■ What you are asked to do
Can you give back the entries between the lines holding "the vehicle wheel" and "x=237, y=784", inclusive, swapping "scattered litter" for "scattered trash" and changing nothing else?
*****
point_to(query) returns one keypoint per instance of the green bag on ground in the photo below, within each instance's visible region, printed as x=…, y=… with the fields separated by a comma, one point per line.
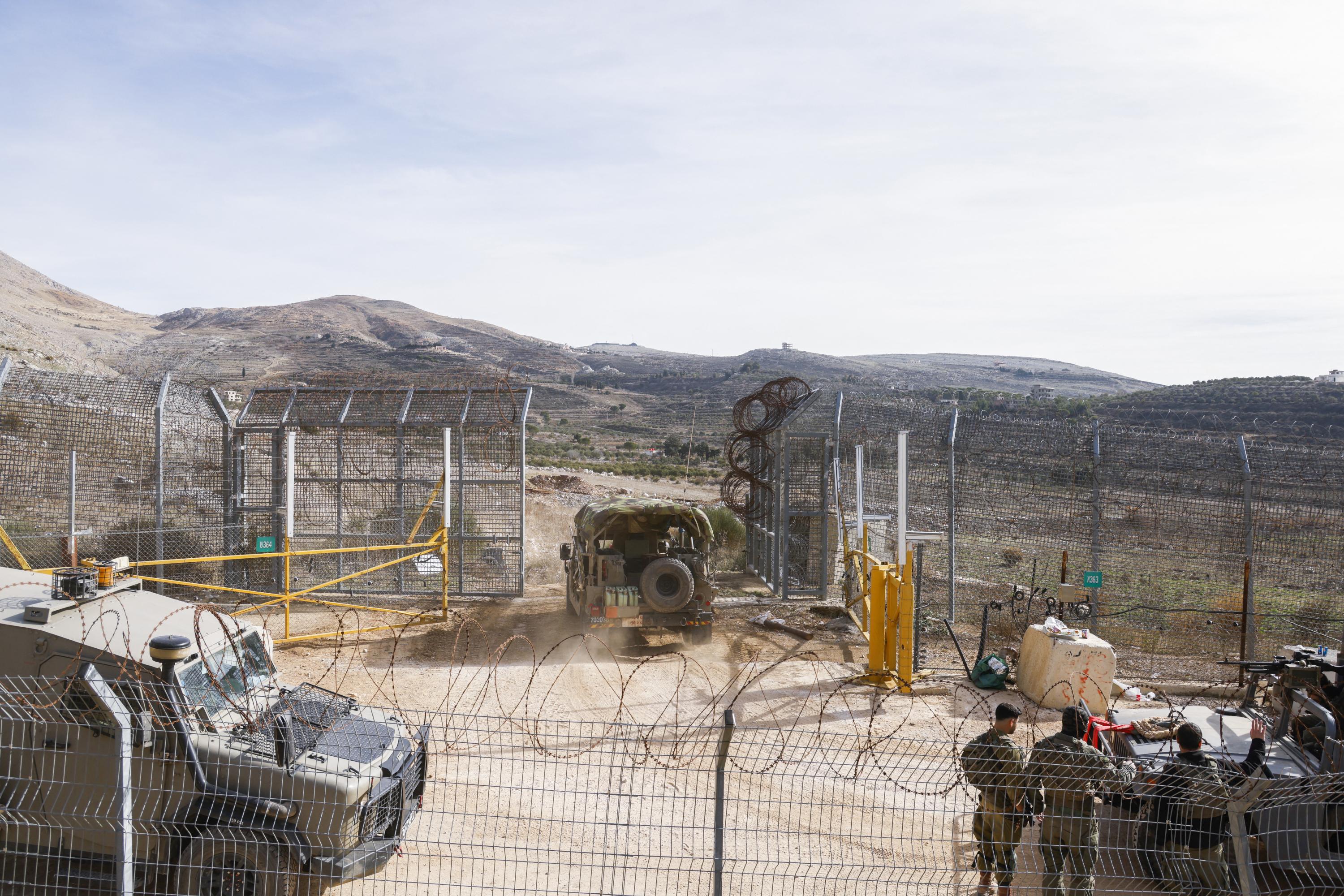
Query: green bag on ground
x=991, y=672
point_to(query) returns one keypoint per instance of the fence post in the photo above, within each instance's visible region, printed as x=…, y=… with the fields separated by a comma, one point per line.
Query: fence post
x=1237, y=809
x=159, y=477
x=125, y=880
x=1096, y=593
x=1249, y=582
x=952, y=517
x=72, y=547
x=719, y=794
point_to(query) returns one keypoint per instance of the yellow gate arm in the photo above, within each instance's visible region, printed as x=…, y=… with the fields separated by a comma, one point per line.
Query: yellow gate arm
x=15, y=551
x=425, y=511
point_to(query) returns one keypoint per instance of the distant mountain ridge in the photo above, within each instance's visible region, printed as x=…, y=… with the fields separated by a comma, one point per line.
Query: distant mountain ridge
x=56, y=327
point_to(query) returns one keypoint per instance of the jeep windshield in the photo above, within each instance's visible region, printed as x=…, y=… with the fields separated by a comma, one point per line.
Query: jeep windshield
x=225, y=677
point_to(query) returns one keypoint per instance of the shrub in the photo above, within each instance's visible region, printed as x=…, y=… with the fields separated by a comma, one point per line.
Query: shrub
x=730, y=538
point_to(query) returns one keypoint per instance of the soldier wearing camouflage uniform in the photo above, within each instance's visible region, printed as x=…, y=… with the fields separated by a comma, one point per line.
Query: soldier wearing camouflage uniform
x=1072, y=774
x=998, y=767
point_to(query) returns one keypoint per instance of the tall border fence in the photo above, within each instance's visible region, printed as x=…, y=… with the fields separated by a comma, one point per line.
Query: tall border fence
x=164, y=470
x=1230, y=542
x=99, y=793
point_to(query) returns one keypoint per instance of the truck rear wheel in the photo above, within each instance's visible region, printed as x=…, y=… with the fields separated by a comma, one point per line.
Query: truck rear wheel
x=667, y=585
x=236, y=863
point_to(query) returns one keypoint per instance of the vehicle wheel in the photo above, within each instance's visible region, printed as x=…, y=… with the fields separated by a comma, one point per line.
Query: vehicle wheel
x=698, y=634
x=236, y=863
x=667, y=585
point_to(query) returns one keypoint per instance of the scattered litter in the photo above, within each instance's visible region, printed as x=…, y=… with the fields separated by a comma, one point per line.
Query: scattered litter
x=546, y=484
x=843, y=625
x=775, y=624
x=1057, y=629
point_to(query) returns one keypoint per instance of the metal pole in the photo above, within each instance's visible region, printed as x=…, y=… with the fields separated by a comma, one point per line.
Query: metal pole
x=1249, y=586
x=902, y=497
x=918, y=634
x=159, y=476
x=1096, y=593
x=72, y=550
x=522, y=491
x=340, y=497
x=719, y=797
x=858, y=499
x=952, y=517
x=448, y=511
x=289, y=515
x=125, y=879
x=401, y=504
x=783, y=532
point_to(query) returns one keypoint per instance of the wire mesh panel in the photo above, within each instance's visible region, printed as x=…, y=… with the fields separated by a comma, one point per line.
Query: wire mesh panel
x=125, y=778
x=1170, y=519
x=148, y=466
x=369, y=469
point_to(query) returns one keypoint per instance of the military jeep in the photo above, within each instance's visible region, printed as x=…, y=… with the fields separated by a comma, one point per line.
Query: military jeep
x=640, y=563
x=237, y=784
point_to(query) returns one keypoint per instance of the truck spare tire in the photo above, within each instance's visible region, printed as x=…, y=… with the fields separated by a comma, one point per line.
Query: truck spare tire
x=667, y=585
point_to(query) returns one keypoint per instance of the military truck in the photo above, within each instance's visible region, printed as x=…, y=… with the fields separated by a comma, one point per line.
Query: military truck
x=238, y=785
x=1297, y=814
x=640, y=563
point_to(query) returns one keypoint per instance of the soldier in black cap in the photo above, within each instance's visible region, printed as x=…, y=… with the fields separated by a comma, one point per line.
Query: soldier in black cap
x=998, y=767
x=1072, y=773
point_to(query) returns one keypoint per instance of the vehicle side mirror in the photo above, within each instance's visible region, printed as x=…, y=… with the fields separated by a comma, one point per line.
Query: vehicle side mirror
x=284, y=739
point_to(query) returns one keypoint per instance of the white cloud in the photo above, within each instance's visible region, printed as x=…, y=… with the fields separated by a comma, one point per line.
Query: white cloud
x=1150, y=189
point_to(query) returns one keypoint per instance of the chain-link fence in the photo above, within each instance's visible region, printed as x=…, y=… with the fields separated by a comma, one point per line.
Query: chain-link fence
x=369, y=469
x=112, y=780
x=147, y=466
x=160, y=470
x=1202, y=539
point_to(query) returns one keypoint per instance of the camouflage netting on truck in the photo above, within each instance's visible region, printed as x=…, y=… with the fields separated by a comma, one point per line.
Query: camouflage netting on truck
x=652, y=513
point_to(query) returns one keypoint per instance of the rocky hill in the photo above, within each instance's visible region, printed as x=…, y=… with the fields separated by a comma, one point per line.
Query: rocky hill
x=56, y=327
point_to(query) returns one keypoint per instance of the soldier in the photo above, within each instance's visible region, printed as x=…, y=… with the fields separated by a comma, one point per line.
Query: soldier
x=996, y=766
x=1072, y=773
x=1194, y=790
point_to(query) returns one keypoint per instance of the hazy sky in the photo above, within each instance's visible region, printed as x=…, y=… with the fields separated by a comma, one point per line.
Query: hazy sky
x=1152, y=189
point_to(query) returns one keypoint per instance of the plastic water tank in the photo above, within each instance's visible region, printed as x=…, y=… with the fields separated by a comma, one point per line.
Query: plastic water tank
x=1055, y=672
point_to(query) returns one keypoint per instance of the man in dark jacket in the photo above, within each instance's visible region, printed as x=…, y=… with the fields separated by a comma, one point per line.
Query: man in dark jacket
x=1072, y=774
x=1191, y=798
x=996, y=766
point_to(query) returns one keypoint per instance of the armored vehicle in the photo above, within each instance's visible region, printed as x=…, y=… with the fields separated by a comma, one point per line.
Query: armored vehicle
x=640, y=563
x=129, y=711
x=1299, y=814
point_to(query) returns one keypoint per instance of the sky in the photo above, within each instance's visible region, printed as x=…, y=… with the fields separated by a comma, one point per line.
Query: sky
x=1151, y=189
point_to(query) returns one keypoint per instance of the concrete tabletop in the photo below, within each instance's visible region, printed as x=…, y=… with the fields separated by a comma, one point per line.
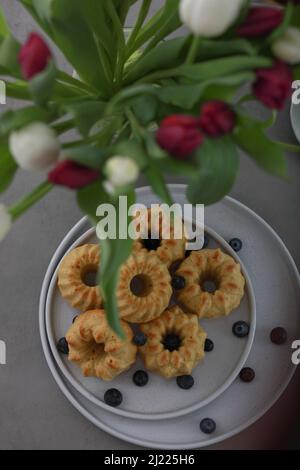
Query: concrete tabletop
x=33, y=412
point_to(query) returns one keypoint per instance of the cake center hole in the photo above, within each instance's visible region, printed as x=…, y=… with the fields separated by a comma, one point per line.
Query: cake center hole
x=90, y=277
x=172, y=342
x=209, y=285
x=97, y=349
x=151, y=244
x=141, y=285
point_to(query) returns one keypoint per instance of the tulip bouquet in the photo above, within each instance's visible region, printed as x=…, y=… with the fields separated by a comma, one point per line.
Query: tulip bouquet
x=144, y=104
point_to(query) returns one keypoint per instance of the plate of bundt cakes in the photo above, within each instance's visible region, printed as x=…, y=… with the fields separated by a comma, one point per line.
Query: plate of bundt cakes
x=196, y=365
x=188, y=319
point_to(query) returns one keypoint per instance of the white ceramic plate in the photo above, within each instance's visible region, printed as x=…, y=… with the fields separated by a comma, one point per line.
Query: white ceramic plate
x=276, y=285
x=212, y=376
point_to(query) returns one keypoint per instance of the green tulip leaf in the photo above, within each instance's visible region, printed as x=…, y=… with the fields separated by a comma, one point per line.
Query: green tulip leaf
x=86, y=114
x=250, y=136
x=218, y=164
x=8, y=167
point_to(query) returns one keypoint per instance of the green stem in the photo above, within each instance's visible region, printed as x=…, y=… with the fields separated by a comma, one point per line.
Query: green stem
x=124, y=9
x=121, y=43
x=105, y=64
x=18, y=91
x=66, y=78
x=192, y=54
x=65, y=126
x=28, y=201
x=137, y=130
x=289, y=147
x=143, y=13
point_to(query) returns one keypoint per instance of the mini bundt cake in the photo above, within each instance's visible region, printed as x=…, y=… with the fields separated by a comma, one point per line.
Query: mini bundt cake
x=166, y=244
x=213, y=284
x=73, y=278
x=175, y=343
x=144, y=290
x=97, y=349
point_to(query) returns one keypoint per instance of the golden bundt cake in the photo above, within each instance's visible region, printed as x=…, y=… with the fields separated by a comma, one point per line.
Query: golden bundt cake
x=175, y=343
x=73, y=278
x=166, y=244
x=144, y=289
x=97, y=349
x=222, y=272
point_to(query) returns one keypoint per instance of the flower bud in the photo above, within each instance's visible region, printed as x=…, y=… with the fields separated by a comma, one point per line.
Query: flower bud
x=35, y=147
x=72, y=175
x=121, y=171
x=209, y=18
x=5, y=222
x=179, y=135
x=260, y=21
x=34, y=56
x=273, y=86
x=287, y=48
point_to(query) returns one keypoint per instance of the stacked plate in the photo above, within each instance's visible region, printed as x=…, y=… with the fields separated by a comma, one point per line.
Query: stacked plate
x=161, y=415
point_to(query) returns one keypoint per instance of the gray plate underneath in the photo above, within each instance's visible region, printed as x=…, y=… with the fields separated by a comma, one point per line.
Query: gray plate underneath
x=276, y=287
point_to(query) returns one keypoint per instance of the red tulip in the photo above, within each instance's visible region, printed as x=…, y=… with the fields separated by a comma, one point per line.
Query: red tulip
*****
■ Task response
point_to(query) returns one keypoint per instance of the vehicle wheel in the photo above, within each instance's visible region, printed as x=…, y=… with the fields separated by a comma, one point per line.
Query: vehicle wheel
x=698, y=634
x=236, y=863
x=667, y=585
point_to(query) returns one keypoint per instance of the scattered trash in the photo above, within each instance's visible region, printed as x=…, y=… with the fields separated by a comma, one point per line.
Query: scattered trash
x=546, y=484
x=843, y=625
x=775, y=624
x=1057, y=629
point_to(query) returns one keypoint per instance of the metal pole in the photo above, within each instance's visible region, printed as x=…, y=… with the fields separated by a comma, one point per line.
Query: metal pole
x=1249, y=586
x=902, y=497
x=918, y=634
x=159, y=476
x=1096, y=593
x=72, y=550
x=522, y=491
x=340, y=497
x=719, y=797
x=858, y=499
x=952, y=517
x=448, y=511
x=289, y=515
x=125, y=879
x=401, y=504
x=783, y=532
point_to(query) returns one keypoint per instance of the wire mesh panel in the photo above, within each instance's visible region, printed as x=…, y=… with the fields separated by a comma, one point per line.
Query: wire mesh panel
x=125, y=778
x=1170, y=519
x=148, y=466
x=369, y=469
point_to(query) returns one keypoint per instance of the military jeep in the photo above, within each instance's visible region, printed as x=…, y=… with the fields separated by a comma, one point per line.
Query: military jeep
x=640, y=563
x=237, y=784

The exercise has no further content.